Natural-language object grounding data:
== Segment start ==

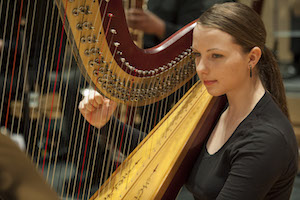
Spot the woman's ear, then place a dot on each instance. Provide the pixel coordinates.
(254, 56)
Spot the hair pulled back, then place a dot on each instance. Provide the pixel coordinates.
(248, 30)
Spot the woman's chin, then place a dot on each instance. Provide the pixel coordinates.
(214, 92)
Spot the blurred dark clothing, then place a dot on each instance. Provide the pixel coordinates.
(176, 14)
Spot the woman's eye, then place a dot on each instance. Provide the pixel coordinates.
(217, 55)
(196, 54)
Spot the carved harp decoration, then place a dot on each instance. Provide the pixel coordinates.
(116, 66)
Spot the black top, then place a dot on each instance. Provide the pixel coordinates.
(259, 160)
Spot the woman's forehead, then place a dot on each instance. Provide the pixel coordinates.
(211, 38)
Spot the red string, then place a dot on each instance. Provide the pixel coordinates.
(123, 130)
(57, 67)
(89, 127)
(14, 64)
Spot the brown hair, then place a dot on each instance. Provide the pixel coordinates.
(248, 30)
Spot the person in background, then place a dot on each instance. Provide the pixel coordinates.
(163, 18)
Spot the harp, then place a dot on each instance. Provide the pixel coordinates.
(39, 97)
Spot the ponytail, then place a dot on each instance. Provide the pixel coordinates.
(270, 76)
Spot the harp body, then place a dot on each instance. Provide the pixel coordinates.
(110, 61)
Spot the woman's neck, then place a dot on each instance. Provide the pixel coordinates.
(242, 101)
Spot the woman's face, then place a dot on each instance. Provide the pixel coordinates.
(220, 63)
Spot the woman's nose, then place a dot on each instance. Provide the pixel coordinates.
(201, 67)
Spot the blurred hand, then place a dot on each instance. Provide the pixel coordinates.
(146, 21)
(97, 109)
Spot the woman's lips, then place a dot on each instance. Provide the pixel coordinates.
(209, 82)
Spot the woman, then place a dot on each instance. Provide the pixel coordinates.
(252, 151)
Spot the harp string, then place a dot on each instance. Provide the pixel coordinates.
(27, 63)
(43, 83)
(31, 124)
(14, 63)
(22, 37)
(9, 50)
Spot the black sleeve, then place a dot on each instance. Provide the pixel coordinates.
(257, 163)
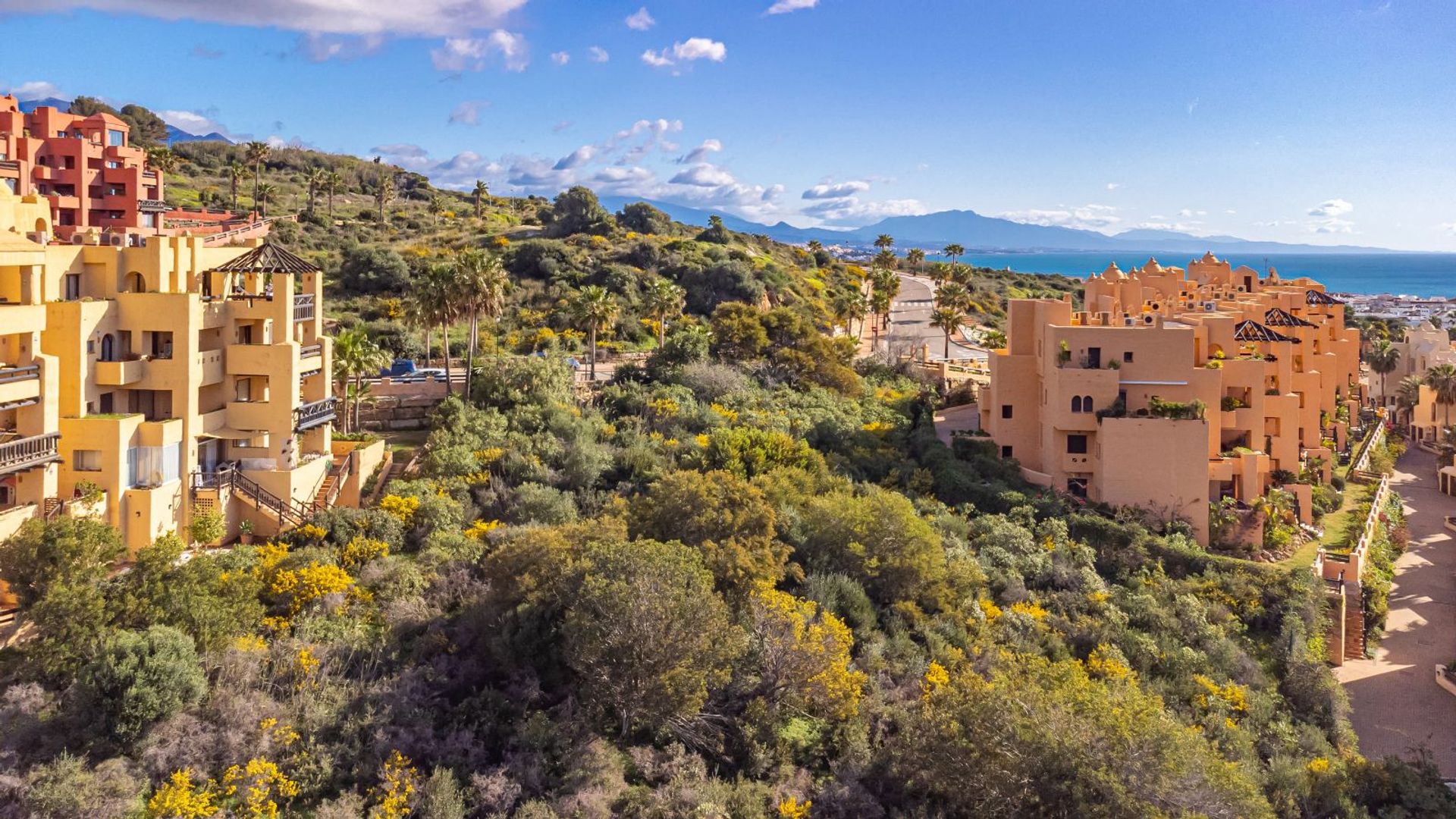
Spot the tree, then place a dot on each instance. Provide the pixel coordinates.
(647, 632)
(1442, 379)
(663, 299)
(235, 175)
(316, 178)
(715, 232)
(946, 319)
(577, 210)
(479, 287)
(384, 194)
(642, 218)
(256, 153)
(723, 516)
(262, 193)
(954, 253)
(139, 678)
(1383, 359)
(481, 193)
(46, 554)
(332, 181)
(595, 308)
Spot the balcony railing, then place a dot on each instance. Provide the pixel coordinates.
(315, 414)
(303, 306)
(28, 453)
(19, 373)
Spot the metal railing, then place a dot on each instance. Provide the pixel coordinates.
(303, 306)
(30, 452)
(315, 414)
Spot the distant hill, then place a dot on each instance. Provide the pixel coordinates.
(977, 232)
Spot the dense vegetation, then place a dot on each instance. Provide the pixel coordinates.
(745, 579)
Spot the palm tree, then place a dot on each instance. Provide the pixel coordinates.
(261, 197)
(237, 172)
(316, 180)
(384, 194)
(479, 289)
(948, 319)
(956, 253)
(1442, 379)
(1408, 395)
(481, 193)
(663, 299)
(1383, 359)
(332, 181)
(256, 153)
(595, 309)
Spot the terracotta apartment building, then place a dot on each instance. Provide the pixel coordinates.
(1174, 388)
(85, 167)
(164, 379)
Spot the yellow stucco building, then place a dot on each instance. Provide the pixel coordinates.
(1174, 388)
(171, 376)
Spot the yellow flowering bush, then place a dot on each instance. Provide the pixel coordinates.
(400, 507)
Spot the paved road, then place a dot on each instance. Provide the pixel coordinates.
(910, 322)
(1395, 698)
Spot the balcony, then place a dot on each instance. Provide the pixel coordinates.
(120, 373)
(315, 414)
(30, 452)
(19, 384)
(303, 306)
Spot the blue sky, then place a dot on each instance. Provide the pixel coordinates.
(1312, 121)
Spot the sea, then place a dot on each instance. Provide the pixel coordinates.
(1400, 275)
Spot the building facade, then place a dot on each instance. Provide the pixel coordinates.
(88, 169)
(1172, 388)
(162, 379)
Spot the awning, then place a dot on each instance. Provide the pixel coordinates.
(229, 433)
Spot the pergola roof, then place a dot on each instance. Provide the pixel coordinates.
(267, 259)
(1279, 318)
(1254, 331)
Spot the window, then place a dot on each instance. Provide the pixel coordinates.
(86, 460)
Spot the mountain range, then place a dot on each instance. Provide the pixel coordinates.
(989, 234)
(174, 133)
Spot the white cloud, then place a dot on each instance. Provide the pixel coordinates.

== Segment end ==

Instructions to follow: Here the job is to repeat the entries verbatim while leaving all pictures out.

Response:
Spot the woman's ear, then place a dot on each instance. Provide the pixel coordinates.
(254, 56)
Spot the hair pulled back, then place a dot on each instance. Provide the pixel coordinates.
(248, 30)
Spot the woman's chin, then place a dot on each instance. Provide the pixel coordinates.
(214, 92)
Spot the blurred dark clothing, then place a dot on each instance. Provide the pixel coordinates.
(176, 14)
Spot the woman's eye, then place a dot on each instance. Provide the pixel coordinates.
(217, 55)
(196, 54)
Spot the carved harp decoration, then place a dot on each instance. Provide the pixel coordinates.
(116, 66)
Spot the black top, then place a dot on each instance. Provide the pixel coordinates.
(259, 160)
Spot the woman's forehead, then place a dot on each instance. Provide the pixel coordinates.
(211, 38)
Spot the red string, then place a dot on each instance. Provide the pixel coordinates.
(123, 130)
(57, 67)
(89, 127)
(14, 64)
Spot the brown hair, then place a dot on each instance. Provide the pixel coordinates.
(248, 30)
Spot the person in background, then place a dot on each instance. Provide the pixel coordinates.
(163, 18)
Spot the harp, then place a dot on each instance. Provide the pixel coordinates.
(39, 97)
Spot the ponytail, then place a dot on each instance. Provide the pixel coordinates.
(270, 76)
Spot the harp body, then place a dot on each instance. Provide the pixel coordinates.
(110, 61)
Spot the woman's neck, then place a dot on each instance. Provide the pixel coordinates.
(242, 101)
Spot the woman's face, then place a dot on each instance. Provide the pixel coordinates.
(220, 63)
Spot the woman's nose, then place a dot on each instance. Provide the pixel coordinates.
(201, 67)
Spot the blurred hand, then place a dot on each instance. Provide the pixel coordinates.
(146, 21)
(97, 109)
Spot the woman's lips, then place a dot on each instance. Provide the pixel coordinates.
(209, 82)
Spot the woman, then place a dot on each instance. Provide the pixel coordinates.
(252, 151)
Spot the harp string, then place a dot on each instance. Provide the pixel coordinates.
(27, 63)
(43, 83)
(31, 124)
(14, 63)
(22, 37)
(9, 50)
Spot the black sleeve, then place a dot on each instance. Provide the pixel coordinates.
(257, 163)
Spot the tree, then place a dot on each instance. Provide the pixel coordinates.
(647, 632)
(1442, 379)
(663, 299)
(235, 175)
(316, 178)
(715, 232)
(946, 319)
(577, 210)
(479, 287)
(384, 194)
(642, 218)
(256, 153)
(723, 516)
(262, 193)
(954, 253)
(139, 678)
(1383, 359)
(481, 193)
(46, 554)
(332, 181)
(595, 308)
Spot the balcony railing, then place a dot on each instance. Provide the pixel coordinates.
(315, 414)
(303, 306)
(28, 453)
(19, 373)
Spot the metal railing, then place a dot on each instance. Provide the pixel coordinates.
(303, 306)
(30, 452)
(315, 414)
Spot the distant hill, then place a dot on each instance. Provide the pixel coordinates.
(977, 232)
Spot the dense vegetation, then place a dot on each instance. Provide the pixel coordinates.
(745, 579)
Spot the palm tree, then place a dot on each instance. Provide the pixel coordinates.
(261, 197)
(237, 172)
(316, 180)
(384, 194)
(479, 289)
(948, 319)
(956, 253)
(1442, 379)
(1408, 395)
(481, 193)
(663, 299)
(1383, 359)
(332, 181)
(256, 153)
(595, 309)
Spot the terracotta apartment building, then place a dot on each instance. Provide the pixel coordinates.
(1174, 388)
(85, 167)
(164, 379)
Spot the yellow stucco building, then place a dot on each instance. Provide the pixel coordinates.
(1174, 388)
(171, 376)
Spot the yellow flowering bush, then place a dot on each instance. Provide the pixel coordinates.
(400, 507)
Spot the paved road, then place a dot on each instance. Provide the pixel coordinates.
(910, 322)
(1395, 698)
Spot the balcony, then place a dot on each instance. Provide the pixel coordinates.
(120, 373)
(315, 414)
(30, 452)
(19, 384)
(303, 306)
Spot the blue sky, then place a dot on each instance. Provide the pixel coordinates.
(1312, 121)
Spot the sea, then place a dot on each instance. Provide the pixel coordinates.
(1400, 275)
Spot the building facade, then place a dot on each instance. Provide the pixel coordinates.
(88, 169)
(1172, 388)
(162, 379)
Spot the awning, then place a dot on each instance. Provide the pixel coordinates.
(229, 433)
Spot the pergola roof, then place a dot on each instance. Provide the pixel coordinates.
(267, 259)
(1279, 318)
(1254, 331)
Spot the window, then place a dot on each instance. Provide the pixel coordinates.
(86, 460)
Spot the mountain range, then place a dot on each instance. Provide the pixel coordinates.
(989, 234)
(174, 133)
Spot the white cloud, then place a dot on each instance. Provide the pixel coordinates.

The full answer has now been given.